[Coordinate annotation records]
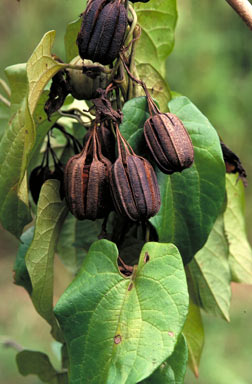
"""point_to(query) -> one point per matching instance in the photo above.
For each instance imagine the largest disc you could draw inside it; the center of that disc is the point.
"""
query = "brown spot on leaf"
(117, 339)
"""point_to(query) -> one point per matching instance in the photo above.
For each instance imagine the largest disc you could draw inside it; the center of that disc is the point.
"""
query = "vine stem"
(244, 9)
(5, 87)
(80, 67)
(5, 101)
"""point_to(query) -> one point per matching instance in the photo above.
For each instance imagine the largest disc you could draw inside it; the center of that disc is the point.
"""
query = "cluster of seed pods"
(95, 181)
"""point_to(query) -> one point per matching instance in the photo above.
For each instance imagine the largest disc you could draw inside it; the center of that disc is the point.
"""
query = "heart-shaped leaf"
(27, 83)
(173, 369)
(192, 199)
(157, 38)
(21, 275)
(135, 113)
(210, 274)
(240, 253)
(75, 239)
(194, 334)
(118, 329)
(39, 258)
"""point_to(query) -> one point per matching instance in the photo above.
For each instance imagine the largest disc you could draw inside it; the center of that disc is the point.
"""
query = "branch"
(244, 10)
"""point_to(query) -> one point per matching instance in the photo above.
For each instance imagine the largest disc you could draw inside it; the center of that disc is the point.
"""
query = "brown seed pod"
(102, 31)
(106, 139)
(169, 142)
(133, 184)
(86, 181)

> Stated task
Write every record out again exactly; no pictures belong in the copy.

> Result below
"""point_to(query) -> one point per matching instance in the photo above.
For each instance imagine the largest disc you could draw inside it; the center of that disc is the point.
"""
query = "brown spot on leaf"
(117, 339)
"""point_to(query) -> one point per matching instance in the photo above.
For each instance imagine the largest disc you could draw inside it; the center of that disc is the point.
"""
query = "vine stem"
(244, 9)
(5, 87)
(80, 67)
(5, 101)
"""point_to(query) -> one point per matching instance in the photo above.
For each instance imagine the largest disc you could draw inside it; the center of that disc is the point.
"""
query = "cluster of seed pods"
(95, 181)
"""point_to(query) -> one point per matching instance in the photo above.
For each instance imagine the largest disc you could draw inside it; the center of that disc is the point.
"""
query = "heart-shaped leaf"
(27, 83)
(173, 369)
(192, 199)
(157, 38)
(21, 275)
(135, 113)
(210, 274)
(240, 253)
(75, 239)
(194, 334)
(118, 329)
(39, 258)
"""point_to(query) -> one point per matching instance in the photo above.
For each instance imagine the largest disc you could draw inside it; the center of that disc is the point.
"""
query = "branch"
(244, 10)
"""point_to(query) -> one point per matching instance in the photo above.
For each instance imagine the largest disc you could draw inside it; the center of that disc is the point.
"""
query = "brown seed pod"
(102, 31)
(106, 139)
(169, 142)
(133, 184)
(86, 181)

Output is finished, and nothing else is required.